Problem description: Output all of the material below as a JSON array of strings, with one string per line and blank lines omitted.

** START **

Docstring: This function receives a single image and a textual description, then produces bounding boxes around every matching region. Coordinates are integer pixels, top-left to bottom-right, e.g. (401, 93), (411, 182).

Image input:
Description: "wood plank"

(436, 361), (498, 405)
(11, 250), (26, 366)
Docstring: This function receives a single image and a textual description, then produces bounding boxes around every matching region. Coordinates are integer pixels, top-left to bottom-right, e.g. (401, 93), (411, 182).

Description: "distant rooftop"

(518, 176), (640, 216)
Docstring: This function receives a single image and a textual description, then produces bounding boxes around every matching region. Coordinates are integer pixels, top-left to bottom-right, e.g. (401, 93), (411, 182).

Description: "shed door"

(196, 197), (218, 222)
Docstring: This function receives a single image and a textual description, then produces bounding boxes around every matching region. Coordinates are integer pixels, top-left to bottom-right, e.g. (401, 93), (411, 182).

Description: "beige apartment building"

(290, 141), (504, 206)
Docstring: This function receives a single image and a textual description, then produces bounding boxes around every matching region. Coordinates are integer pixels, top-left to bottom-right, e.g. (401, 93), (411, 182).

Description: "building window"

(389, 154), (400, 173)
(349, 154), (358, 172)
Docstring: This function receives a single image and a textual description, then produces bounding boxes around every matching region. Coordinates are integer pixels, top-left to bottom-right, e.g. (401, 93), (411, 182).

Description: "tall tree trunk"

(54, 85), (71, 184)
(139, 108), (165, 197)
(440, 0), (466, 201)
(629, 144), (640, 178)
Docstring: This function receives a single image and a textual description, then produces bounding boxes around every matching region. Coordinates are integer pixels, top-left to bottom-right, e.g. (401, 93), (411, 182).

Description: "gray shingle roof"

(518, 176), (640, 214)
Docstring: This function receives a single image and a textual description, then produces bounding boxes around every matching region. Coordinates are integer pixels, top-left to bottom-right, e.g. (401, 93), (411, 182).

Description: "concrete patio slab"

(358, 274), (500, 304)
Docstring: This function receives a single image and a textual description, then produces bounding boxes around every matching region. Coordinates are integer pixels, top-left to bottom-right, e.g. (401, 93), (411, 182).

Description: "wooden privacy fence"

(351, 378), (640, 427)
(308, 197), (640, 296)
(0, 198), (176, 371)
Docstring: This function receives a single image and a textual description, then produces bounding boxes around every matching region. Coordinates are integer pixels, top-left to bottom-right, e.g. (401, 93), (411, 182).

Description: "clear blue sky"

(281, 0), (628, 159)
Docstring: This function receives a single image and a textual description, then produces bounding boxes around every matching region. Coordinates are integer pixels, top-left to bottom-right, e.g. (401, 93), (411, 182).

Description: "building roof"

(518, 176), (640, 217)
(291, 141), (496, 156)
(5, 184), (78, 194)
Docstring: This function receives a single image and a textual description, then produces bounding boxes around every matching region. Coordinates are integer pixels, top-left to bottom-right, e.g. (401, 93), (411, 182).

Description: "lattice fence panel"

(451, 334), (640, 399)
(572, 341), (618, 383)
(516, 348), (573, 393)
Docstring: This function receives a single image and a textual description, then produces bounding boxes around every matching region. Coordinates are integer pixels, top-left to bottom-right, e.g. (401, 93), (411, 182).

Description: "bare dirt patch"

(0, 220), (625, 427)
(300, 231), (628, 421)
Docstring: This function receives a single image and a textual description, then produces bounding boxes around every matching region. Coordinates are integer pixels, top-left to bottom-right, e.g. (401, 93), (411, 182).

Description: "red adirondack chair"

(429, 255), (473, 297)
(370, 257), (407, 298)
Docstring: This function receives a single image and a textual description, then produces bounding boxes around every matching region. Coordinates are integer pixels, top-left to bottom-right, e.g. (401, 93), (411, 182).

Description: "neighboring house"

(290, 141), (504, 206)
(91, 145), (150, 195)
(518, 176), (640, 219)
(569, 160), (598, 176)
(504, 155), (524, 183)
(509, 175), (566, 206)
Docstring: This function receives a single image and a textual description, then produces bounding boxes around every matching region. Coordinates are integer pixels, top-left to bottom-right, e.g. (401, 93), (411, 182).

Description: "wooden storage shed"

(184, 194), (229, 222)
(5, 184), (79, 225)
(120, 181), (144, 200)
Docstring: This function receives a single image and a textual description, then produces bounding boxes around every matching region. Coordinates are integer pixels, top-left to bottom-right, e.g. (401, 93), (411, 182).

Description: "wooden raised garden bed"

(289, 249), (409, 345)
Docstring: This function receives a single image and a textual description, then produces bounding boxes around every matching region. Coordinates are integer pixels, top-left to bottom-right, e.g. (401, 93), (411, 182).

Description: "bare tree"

** END **

Solution to the exercise:
[
  "Docstring: This function receives a single image and a textual description, then produces bounding boxes around every matching region. Coordinates are integer pixels, top-left to bottom-right, e.g. (401, 93), (411, 182).",
  "Image input:",
  "Description: \"wood plank\"",
  "(436, 361), (498, 405)",
  "(11, 250), (26, 366)",
  "Docstring: This function receives a single image and a textual description, then produces bounding boxes around every matching region. Coordinates are integer pixels, top-left to bottom-right, e.g. (401, 93), (411, 182).",
  "Description: \"distant rooftop\"",
  "(518, 176), (640, 216)",
  "Docstring: This function receives a single image and a textual description, then produces bounding boxes around every matching region. Coordinates are integer pixels, top-left to bottom-right, e.g. (401, 93), (411, 182).",
  "Description: \"shed door\"",
  "(196, 197), (218, 222)",
  "Docstring: This function receives a single image and a textual description, then produces bounding boxes around every matching region. Coordinates are integer pixels, top-left to bottom-right, e.g. (401, 93), (411, 182).",
  "Description: \"beige apartment building\"",
  "(290, 141), (504, 206)",
  "Docstring: This function receives a single image and a textual description, then produces bounding boxes around every matching region. Coordinates are integer pixels, top-left to bottom-right, e.g. (401, 93), (411, 182).",
  "Description: \"building window\"",
  "(389, 154), (400, 173)",
  "(349, 154), (358, 172)",
  "Docstring: This function receives a single image and a textual description, then produces bounding boxes around every matching region. Coordinates are integer pixels, top-left to bottom-right, e.g. (401, 93), (411, 182).",
  "Description: \"tall tree trunk\"",
  "(54, 85), (71, 184)",
  "(139, 108), (165, 197)",
  "(440, 0), (466, 201)",
  "(629, 144), (640, 178)",
  "Docstring: This function receives a single image and a textual description, then produces bounding boxes around every matching region. Coordinates are integer pixels, top-left to bottom-right, e.g. (401, 93), (411, 182).",
  "Description: \"gray shingle roof\"",
  "(518, 176), (640, 214)",
  "Docstring: This function receives a single image and a textual description, then produces bounding boxes around every matching region. Coordinates are integer pixels, top-left to bottom-right, e.g. (401, 93), (411, 182).",
  "Description: \"concrete patio slab\"",
  "(358, 274), (500, 304)",
  "Docstring: This function receives a single image and a textual description, then produces bounding boxes around every matching region. Coordinates are integer pixels, top-left to bottom-right, e.g. (401, 93), (411, 182).",
  "Description: \"wooden privacy fence\"",
  "(351, 378), (640, 427)",
  "(308, 197), (640, 296)",
  "(0, 198), (176, 371)",
  "Docstring: This function receives a single image and a textual description, then produces bounding boxes around every matching region. Coordinates are integer pixels, top-left to bottom-right, e.g. (401, 93), (411, 182).",
  "Description: \"clear blue sky\"",
  "(281, 0), (628, 159)",
  "Docstring: This function receives a single image and a textual description, then produces bounding boxes around every matching region. Coordinates are integer pixels, top-left to bottom-right, e.g. (401, 93), (411, 182).",
  "Description: \"building roof\"",
  "(518, 176), (640, 217)",
  "(291, 141), (496, 156)",
  "(5, 184), (78, 194)",
  "Docstring: This function receives a single image and a textual description, then produces bounding boxes around every matching region. Coordinates are integer pixels, top-left to bottom-right, e.g. (401, 93), (411, 182).",
  "Description: \"lattice fence panel\"",
  "(451, 334), (640, 399)",
  "(572, 341), (618, 383)",
  "(516, 348), (573, 393)",
  "Docstring: This function receives a single image and a textual description, then produces bounding boxes around every matching region. Coordinates are integer pixels, top-left to bottom-right, e.g. (401, 93), (411, 182).",
  "Description: \"bare dirt patch\"",
  "(0, 220), (625, 427)",
  "(300, 231), (628, 421)",
  "Docstring: This function receives a single image and a textual description, then produces bounding boxes around every matching region. Coordinates are integer pixels, top-left to bottom-right, e.g. (401, 93), (411, 182).",
  "Description: \"red adirondack chair\"",
  "(429, 255), (473, 297)",
  "(370, 257), (407, 298)",
  "Docstring: This function receives a single image and a textual description, then produces bounding boxes around every matching region. Coordinates are integer pixels, top-left to bottom-right, e.g. (401, 93), (411, 182).",
  "Description: \"neighboring house\"",
  "(290, 141), (504, 206)",
  "(91, 145), (150, 195)",
  "(518, 176), (640, 219)",
  "(569, 160), (598, 176)",
  "(504, 155), (524, 183)",
  "(509, 175), (566, 206)",
  "Docstring: This function receives a single image and a textual description, then produces bounding boxes around every matching region. Coordinates are integer pixels, top-left to bottom-right, e.g. (401, 93), (411, 182).",
  "Description: \"wooden storage shed\"",
  "(184, 194), (229, 222)",
  "(5, 184), (79, 225)",
  "(120, 181), (144, 200)",
  "Docstring: This function receives a single image and a textual description, then produces bounding boxes around every matching region. Coordinates are integer pixels, top-left to bottom-right, e.g. (401, 93), (411, 182).",
  "Description: \"wooden raised garden bed\"",
  "(289, 249), (409, 345)",
  "Docstring: This function receives a single image and a textual description, then produces bounding boxes around every matching region. Coordinates are integer pixels, top-left to bottom-right, e.g. (401, 93), (411, 182).",
  "Description: \"bare tree\""
]